◆ Section de texte
Une euphorie des marchés autour de l’IA ressemble de plus en plus à une bulle d’actifs, située à un stade avancé du cycle boursier (proche de « 9 heures » sur l’horloge de Minsky).

  • Trois critères typiques sont réunis : une ruée vers un nouvel actif difficile à valoriser, un consensus très large sur son potentiel, et une déconnexion entre rendements boursiers et bénéfices actuels.

  • Les valorisations intègrent déjà des scénarios très optimistes sur plusieurs années, ce qui rend les cours vulnérables au moindre ralentissement des résultats.

Les signaux de fin de cycle se multiplient, sans permettre de dater précisément une correction.

  • Les avertissements d’institutions (FMI, banques centrales) et les comparaisons avec la bulle internet sont largement ignorés par le marché.

  • Certains signes indiquent un passage progressif en mode plus prudent par une hausse récente du VIX (Volatility Index, se référant au marché boursier américain) et une pression sur les valeurs technologiques aux valorisations les plus élevées.

Côté marché, l’alerte principale vient de la concentration des performances et d’un changement de régime sur le crédit tech.

  • Les gains se concentrent sur un nombre réduit de valeurs, avec une largeur de marché en baisse, évoquant des épisodes de bulle passés.

  • Les spreads de crédit investment grade des entreprises tech se rapprochent de ceux du marché, signe que la tech perd une partie de son statut « défensif ».

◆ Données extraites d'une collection
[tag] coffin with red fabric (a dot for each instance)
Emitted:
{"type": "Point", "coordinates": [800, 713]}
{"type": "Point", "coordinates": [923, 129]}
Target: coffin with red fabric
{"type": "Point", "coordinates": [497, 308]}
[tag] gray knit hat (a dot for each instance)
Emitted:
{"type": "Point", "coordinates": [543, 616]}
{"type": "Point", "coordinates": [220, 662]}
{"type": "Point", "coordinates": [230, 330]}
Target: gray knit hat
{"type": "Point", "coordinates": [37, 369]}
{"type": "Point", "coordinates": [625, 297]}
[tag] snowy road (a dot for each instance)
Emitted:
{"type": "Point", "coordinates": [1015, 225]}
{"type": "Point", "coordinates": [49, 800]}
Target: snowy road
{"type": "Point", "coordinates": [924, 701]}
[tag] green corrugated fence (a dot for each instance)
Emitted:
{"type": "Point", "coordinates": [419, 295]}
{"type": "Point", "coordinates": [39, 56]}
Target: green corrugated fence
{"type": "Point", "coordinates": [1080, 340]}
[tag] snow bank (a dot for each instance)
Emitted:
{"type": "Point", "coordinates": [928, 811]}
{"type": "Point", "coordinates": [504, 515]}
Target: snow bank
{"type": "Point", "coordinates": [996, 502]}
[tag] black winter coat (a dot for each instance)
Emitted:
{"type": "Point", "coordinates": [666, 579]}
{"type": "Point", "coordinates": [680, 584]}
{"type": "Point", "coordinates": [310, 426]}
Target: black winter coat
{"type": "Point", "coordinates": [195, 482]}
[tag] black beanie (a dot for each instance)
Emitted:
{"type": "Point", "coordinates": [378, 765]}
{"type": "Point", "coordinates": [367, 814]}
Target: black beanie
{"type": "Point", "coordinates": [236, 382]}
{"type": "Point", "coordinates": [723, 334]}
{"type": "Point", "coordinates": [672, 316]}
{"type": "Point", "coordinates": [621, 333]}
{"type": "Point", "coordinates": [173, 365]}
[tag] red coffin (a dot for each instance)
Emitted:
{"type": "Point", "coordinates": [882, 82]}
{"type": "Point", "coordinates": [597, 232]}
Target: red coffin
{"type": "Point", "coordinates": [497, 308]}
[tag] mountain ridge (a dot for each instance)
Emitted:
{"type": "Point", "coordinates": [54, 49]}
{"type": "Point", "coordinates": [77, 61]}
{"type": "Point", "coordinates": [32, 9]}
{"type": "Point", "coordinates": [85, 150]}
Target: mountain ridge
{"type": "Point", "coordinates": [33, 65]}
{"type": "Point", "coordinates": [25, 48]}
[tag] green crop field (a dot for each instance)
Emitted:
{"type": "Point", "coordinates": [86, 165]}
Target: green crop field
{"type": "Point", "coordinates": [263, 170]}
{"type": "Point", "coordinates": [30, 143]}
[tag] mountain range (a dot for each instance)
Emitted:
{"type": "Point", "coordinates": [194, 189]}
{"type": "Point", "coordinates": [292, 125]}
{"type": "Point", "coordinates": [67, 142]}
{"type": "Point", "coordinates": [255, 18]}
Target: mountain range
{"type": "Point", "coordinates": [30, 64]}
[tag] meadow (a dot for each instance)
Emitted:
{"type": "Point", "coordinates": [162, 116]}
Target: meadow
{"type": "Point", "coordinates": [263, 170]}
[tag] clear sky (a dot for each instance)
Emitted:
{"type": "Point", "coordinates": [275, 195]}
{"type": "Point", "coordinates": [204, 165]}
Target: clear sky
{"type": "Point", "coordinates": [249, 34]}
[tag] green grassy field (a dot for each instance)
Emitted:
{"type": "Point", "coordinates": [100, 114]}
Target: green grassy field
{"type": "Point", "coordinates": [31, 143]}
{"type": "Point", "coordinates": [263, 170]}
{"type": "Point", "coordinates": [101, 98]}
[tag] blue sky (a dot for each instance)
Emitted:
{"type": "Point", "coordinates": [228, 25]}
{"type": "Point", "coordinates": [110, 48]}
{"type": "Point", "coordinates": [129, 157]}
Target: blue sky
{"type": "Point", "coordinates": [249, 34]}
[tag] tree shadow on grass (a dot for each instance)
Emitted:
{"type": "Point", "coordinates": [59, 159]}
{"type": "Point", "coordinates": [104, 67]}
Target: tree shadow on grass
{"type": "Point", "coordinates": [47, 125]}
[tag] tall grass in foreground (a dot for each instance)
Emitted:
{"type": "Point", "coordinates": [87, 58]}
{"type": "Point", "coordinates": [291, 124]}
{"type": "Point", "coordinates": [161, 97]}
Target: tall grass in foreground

◆ Consignes
a – Réécrivez un passage du texte sur la bulle de l'IA en remplaçant "FMI" par "Fonds monétaire international" : commencez aux mots "Les signaux de" et arrêtez-vous après "par le marché.".
b – D'après le texte sur la bulle de l'IA, d'où vient l'alerte principale côté marché ?
Les items ne sont pas nécessaires.

◆ Réponses par tâche
a –
Les signaux de fin de cycle se multiplient, sans permettre de dater précisément une correction.

  • Les avertissements d’institutions (Fonds monétaire international, banques centrales) et les comparaisons avec la bulle internet sont largement ignorés par le marché.

b – Elle vient de la concentration des performances et d'un changement de régime sur le crédit tech.